## Work to complete
Turn the lines of the material below into a numbered list, leaving out any blank lines.

— START Provided data —

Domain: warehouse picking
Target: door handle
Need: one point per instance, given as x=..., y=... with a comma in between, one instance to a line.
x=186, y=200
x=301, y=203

— END Provided data —

## Exercise response
1. Domain: warehouse picking
2. Target: door handle
3. Need: one point per instance, given as x=..., y=... with a comma in between, one instance to a line.
4. x=186, y=200
5. x=301, y=203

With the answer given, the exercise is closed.